Emerging from the elevator on the way way out, we saw the sign: “Cafeteria.”

Bingo.

We hadn’t had occasion to eat in a cafeteria in years, and never think to go looking for one. They’re not held in the highest regard, are they? But in addition to hunger, there was a hard-to-describe pull at work here, a desire to revisit some piece of our past.

Not this place in particular. We were thinking mainly of the cafeteria at the late-1990s-era Asbury Park Press building on Route 66 in Neptune, a structure that was torn down last year after the newspaper relocated to a leaky mobile home. Or something heartbreaking like that.

The Press cafeteria was a vibrant atrium-style room that offered abundant natural light, interesting architecture, great conversation, and food that tasted like newsprint.

We arrived at Riverview’s cafeteria just as the serving-area gates were closing on the lunch hour, and immediately learned that the special sandwich of the day, a southwestern-style turkey wrap, was no longer available. So we opted for tuna salad on hard roll and a 12-ounce bowl of split pea soup.

Our server turned to a colleague, who was standing about eight feet away, and instructed him to “toss me a hard roll.”

Uh-oh.

Fortunately, the other guy didn’t hear her, so she retrieved the bread herself, and then proceeded to place a dollop of tuna onto the opened roll with an ice-cream scooper, adding nice looking lettuce and understandably wan tomatoes.

We took the last open table beside the windows, because how could we not? The hospital, for those unfamiliar with it, lives up to its name, offering from many patient rooms and other places a panoramic view of our beautiful Navesink River, widely considered one of America’s loveliest waterways.

You have to look across the rooftop of an addition, but so what? This is still a billion-dollar view. And that’s before you throw in the mansions on the other side of the river, easily worth another half-billion, literally.

The lunch? Well, the thick soup wasn’t half-bad, offering occasional bits of ham along with a stray noodle, which apparently had migrated from the chicken soup kettle. No big.

The sandwich? Well, we presume our server has good hands, because if she’d dropped a tossed roll, it might have shattered. And the sandwich itself was as expected: uninflected but hunger-quelling fare.

Throw in a bag of chips and a bottled beverage, and it came to $13.65. With the view, that’s $1,000,000,013.65. Please pay at the register.

* ACTION ITEM A
Set down the passage of the cafeteria review from "The Press cafeteria" up to and including "split pea soup.", word for word.
* ACTION ITEM B
In the cafeteria review, what did the server use to place the tuna onto the opened roll?
The data that follows is not needed for anything here.

* SOURCE DATA

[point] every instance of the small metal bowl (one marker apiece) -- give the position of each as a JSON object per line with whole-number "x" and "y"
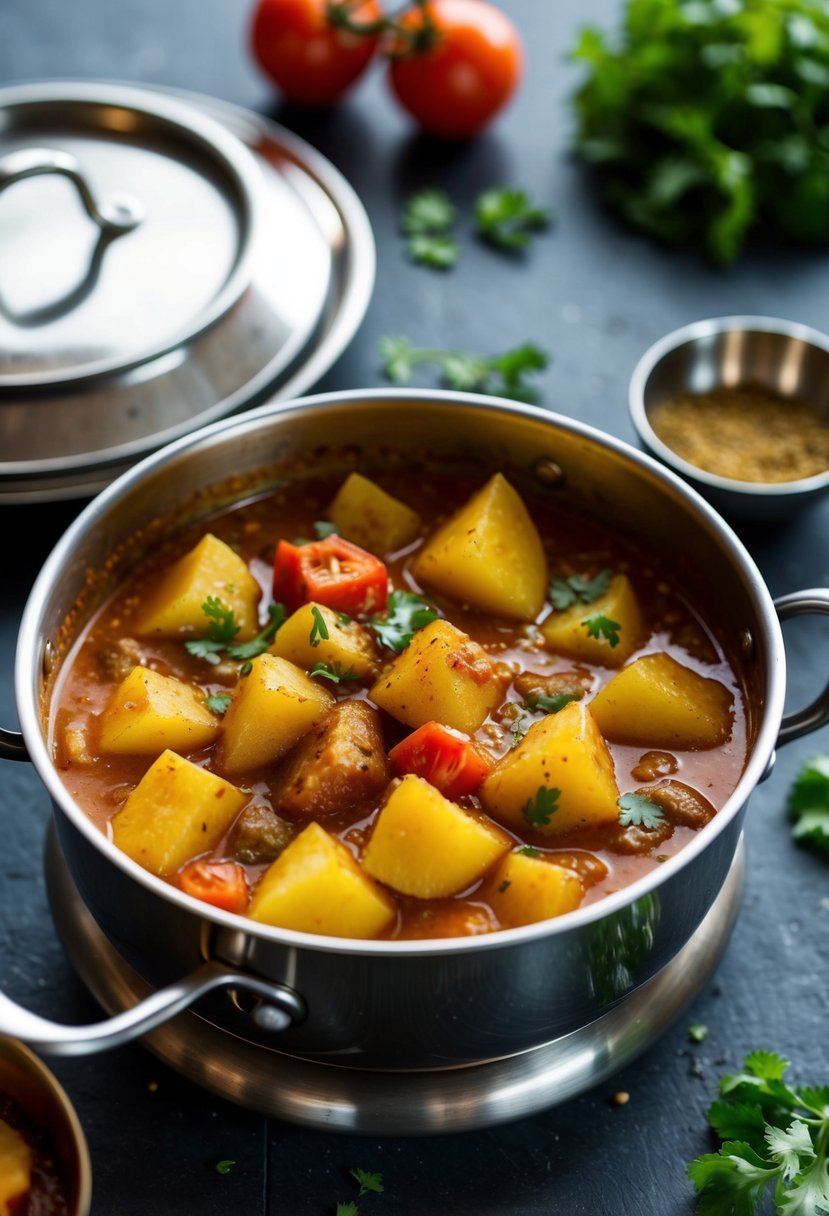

* WRITTEN ANSWER A
The Press cafeteria was a vibrant atrium-style room that offered abundant natural light, interesting architecture, great conversation, and food that tasted like newsprint.

We arrived at Riverview’s cafeteria just as the serving-area gates were closing on the lunch hour, and immediately learned that the special sandwich of the day, a southwestern-style turkey wrap, was no longer available. So we opted for tuna salad on hard roll and a 12-ounce bowl of split pea soup.

* WRITTEN ANSWER B
An ice-cream scooper.